Start of SUPPLIED RECORDS
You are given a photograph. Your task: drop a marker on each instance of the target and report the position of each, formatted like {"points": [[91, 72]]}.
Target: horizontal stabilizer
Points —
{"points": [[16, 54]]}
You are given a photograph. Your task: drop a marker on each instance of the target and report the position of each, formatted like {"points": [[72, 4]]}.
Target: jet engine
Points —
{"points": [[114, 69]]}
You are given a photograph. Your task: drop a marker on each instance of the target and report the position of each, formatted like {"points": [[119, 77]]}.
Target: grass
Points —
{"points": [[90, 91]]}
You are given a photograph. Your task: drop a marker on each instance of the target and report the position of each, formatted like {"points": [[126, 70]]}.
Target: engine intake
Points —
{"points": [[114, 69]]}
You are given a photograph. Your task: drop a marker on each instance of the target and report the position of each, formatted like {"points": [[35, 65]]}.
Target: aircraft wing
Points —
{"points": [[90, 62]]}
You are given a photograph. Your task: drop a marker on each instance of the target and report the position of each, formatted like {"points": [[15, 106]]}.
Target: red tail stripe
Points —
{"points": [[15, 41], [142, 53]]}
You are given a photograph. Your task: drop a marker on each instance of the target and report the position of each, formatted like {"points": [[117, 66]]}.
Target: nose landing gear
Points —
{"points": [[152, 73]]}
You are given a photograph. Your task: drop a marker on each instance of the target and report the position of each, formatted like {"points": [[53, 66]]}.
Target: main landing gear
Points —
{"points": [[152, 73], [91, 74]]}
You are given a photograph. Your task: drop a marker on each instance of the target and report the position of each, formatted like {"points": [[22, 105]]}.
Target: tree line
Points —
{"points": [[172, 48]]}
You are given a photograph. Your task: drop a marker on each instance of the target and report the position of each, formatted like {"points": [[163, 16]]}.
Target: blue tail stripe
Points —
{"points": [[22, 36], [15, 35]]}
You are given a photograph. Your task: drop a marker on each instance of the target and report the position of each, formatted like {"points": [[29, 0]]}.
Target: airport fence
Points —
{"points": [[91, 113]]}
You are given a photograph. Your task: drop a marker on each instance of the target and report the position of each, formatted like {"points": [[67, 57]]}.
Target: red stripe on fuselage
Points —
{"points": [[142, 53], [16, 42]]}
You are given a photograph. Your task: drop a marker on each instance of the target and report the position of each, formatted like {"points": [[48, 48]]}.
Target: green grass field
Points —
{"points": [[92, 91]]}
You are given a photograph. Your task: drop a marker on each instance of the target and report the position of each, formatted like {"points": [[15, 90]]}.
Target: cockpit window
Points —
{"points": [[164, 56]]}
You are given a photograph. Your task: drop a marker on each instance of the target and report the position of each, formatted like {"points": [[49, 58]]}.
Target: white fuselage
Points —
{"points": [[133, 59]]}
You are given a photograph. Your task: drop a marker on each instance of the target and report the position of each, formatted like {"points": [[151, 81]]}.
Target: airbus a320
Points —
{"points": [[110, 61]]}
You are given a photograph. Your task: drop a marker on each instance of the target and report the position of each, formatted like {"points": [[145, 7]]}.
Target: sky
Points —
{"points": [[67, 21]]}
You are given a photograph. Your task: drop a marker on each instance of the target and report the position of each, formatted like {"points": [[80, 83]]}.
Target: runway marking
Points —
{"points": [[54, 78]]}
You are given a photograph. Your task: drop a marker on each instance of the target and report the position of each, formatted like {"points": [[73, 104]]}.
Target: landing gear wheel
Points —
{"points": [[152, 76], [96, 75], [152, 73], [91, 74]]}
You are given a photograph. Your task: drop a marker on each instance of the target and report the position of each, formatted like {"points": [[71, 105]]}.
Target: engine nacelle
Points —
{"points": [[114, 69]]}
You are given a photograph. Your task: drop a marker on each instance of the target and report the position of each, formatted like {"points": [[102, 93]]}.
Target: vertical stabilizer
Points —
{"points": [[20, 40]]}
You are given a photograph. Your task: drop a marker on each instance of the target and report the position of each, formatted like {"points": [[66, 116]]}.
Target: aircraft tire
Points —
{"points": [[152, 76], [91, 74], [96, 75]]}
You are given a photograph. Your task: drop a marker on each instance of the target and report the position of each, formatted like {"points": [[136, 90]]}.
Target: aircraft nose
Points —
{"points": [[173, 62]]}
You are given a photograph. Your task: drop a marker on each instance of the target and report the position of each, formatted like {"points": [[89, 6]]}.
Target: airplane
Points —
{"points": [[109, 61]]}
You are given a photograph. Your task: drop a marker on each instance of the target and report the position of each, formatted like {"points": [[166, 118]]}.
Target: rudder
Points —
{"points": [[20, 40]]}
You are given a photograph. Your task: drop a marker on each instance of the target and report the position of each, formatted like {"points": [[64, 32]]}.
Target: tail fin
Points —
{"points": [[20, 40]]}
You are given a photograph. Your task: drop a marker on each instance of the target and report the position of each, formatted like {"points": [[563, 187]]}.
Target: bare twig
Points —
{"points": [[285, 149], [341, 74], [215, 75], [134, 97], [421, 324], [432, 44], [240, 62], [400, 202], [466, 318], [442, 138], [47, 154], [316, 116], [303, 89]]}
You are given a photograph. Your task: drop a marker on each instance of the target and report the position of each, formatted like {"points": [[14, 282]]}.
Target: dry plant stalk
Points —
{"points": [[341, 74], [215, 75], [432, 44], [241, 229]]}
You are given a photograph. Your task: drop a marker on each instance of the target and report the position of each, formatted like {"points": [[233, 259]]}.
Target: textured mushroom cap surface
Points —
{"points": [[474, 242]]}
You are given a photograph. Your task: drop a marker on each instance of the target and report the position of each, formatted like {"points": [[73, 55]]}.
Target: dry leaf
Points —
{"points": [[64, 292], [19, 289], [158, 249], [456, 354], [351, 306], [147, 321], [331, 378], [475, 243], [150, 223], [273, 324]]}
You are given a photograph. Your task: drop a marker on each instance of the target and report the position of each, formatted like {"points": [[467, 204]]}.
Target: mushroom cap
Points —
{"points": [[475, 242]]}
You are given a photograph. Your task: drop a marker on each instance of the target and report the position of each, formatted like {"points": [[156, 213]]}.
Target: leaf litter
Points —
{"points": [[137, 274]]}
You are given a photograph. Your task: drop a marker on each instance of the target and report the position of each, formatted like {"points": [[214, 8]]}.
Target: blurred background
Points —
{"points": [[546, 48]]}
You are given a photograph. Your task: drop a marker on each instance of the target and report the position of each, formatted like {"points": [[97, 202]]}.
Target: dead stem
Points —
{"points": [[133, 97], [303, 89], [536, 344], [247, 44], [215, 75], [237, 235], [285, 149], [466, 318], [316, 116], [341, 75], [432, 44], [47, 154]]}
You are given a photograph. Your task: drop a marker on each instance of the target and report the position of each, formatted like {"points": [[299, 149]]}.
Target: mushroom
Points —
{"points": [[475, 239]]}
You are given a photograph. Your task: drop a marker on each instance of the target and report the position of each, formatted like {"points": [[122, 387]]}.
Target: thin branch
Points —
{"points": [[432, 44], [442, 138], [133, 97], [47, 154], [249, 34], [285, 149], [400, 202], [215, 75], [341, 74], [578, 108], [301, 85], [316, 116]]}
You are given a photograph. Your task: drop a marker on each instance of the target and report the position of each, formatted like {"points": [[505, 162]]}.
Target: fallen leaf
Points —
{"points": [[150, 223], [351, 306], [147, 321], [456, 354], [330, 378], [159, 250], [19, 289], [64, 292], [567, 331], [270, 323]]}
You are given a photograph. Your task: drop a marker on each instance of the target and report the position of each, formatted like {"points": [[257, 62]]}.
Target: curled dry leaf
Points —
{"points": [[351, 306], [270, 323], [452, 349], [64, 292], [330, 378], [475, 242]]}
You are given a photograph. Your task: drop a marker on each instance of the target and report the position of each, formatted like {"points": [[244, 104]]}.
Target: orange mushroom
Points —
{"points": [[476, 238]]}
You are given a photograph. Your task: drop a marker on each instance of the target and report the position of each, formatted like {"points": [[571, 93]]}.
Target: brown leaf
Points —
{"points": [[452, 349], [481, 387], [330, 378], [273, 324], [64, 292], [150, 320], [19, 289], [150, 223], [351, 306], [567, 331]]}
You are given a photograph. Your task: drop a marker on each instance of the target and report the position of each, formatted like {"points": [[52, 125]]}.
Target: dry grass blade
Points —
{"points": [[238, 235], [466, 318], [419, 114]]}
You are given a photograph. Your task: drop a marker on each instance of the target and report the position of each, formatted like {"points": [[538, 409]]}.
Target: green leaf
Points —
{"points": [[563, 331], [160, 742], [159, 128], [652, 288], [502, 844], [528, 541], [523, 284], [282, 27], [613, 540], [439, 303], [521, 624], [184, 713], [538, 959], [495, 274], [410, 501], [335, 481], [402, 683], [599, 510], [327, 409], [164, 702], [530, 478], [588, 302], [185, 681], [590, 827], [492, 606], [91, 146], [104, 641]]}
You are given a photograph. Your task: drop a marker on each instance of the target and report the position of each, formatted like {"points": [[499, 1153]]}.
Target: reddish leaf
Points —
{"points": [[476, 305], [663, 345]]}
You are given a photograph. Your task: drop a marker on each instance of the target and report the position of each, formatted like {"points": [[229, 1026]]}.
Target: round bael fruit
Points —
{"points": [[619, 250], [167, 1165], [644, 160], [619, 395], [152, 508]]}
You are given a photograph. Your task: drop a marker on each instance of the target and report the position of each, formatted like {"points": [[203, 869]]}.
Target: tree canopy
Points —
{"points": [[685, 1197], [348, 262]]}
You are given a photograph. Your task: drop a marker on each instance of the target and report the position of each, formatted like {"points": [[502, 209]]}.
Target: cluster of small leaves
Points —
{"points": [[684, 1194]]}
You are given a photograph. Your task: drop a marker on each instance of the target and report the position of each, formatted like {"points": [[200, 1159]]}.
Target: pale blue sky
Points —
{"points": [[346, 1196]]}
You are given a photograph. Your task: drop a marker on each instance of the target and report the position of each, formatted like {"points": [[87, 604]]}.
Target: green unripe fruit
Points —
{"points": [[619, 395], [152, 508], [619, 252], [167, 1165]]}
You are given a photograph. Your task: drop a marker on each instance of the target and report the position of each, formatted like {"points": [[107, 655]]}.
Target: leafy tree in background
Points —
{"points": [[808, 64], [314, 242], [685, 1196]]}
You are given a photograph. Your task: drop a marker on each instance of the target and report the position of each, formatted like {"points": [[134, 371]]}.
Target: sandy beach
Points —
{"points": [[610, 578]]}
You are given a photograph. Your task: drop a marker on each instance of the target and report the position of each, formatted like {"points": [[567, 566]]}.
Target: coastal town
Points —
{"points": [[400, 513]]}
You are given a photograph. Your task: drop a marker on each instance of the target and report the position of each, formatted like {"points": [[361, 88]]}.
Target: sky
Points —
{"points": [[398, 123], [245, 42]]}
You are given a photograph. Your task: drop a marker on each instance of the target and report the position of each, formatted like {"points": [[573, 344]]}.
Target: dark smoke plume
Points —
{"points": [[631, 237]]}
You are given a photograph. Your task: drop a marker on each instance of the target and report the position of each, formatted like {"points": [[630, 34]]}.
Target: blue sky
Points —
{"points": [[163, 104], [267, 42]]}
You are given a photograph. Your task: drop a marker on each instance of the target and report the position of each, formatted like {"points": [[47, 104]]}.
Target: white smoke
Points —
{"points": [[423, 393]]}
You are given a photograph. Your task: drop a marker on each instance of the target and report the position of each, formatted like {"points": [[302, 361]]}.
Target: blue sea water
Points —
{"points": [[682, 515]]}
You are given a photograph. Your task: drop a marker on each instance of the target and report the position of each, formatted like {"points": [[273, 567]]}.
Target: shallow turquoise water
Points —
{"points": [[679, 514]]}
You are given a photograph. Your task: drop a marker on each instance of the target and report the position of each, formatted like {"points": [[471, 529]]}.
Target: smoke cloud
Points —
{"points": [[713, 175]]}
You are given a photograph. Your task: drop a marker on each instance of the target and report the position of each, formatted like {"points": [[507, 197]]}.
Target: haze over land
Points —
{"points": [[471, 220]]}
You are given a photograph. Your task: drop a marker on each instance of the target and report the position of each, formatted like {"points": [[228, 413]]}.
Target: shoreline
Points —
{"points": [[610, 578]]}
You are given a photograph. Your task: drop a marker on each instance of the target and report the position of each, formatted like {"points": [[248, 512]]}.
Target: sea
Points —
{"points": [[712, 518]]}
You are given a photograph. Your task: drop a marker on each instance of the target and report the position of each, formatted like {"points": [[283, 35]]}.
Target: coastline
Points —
End of SUPPLIED RECORDS
Copy out all lines above holding "water".

→ **OUTPUT FOR THIS TASK**
Target: blue sea water
Target: shallow turquoise water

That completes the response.